• **Document text**
┄┄┄┄┄┄┄┄┄┄

22 of 453 comments (clear)

  1. Lower prices by Pingular · · Score: 4, Insightful

    come from competition, not piracy.

    --

    When anger rises, think of the consequences.
    Confucius (551 BC - 479 BC)
    1. Re:Lower prices by Lemmy+Caution · · Score: 5, Insightful

      Piracy is competition.

    2. Re:Lower prices by saden1 · · Score: 5, Insightful

      maybe, just maybe, the games are way overpriced to begin with?

      --

      -----
      One is born into aristocracy, but mediocrity can only be achieved through hard work.
    3. Re:Lower prices by trompete · · Score: 4, Insightful

      Hopefully, we will break the circle of piracy. By this, I am speaking of the battle between consumers not being able to afford software and creators jacking up the prices to make up for the piracy rate.

    4. Re:lower prices by Sexy+Bern · · Score: 5, Insightful
      I think a lot of people think this way. The gap between a legitimate product and a pirate copy is too wide.

      It's a bit of a smack in the face to the rest of the world though. Play by the rules, stay legitmate, get shafted (price-wise). Pirate to your heart's content, get discounts. Nice.

    5. Re:Lower prices by Raindance · · Score: 4, Insightful

      Other than the obvious answer,

      "No, lower prices do come from rampant copyright-infringement, RTFU",

      It seems you're trying to apply canned economic theory to this situation. Is that a good idea? I'd assert that:

      1. What people call 'intellectual property' breaks canned or conventional economic theory, and that
      2. China, in particular, is hardly the playground of Western Economic Theory.

      RD

    6. Re:Lower prices by Troed · · Score: 5, Insightful

      Not really. The problem is gamers expecting motion capture animations, life-life textures, life-like physics etc - without wanting to pay for the amount of person-time that has to be put into such a project.

┄┄┄┄┄┄┄┄┄┄

• **Given material**
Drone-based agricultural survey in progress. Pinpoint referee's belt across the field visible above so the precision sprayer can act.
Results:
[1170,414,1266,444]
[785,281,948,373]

┄┄┄┄┄┄┄┄┄┄

• **Problems to solve**
1 > Answer these questions about the comment thread:
(a) What score and label did Pingular's comment receive?
(b) Which commenter wrote "Piracy is competition."?
(c) Which years are given for Confucius?
2 > Reproduce the part of the comment thread that begins at the words "Hopefully, we will" and stops after "the piracy rate.".

• **Final results**
1 >
(a) Score: 4, Insightful
(b) Lemmy+Caution
(c) 551 BC - 479 BC

2 >
Hopefully, we will break the circle of piracy. By this, I am speaking of the battle between consumers not being able to afford software and creators jacking up the prices to make up for the piracy rate.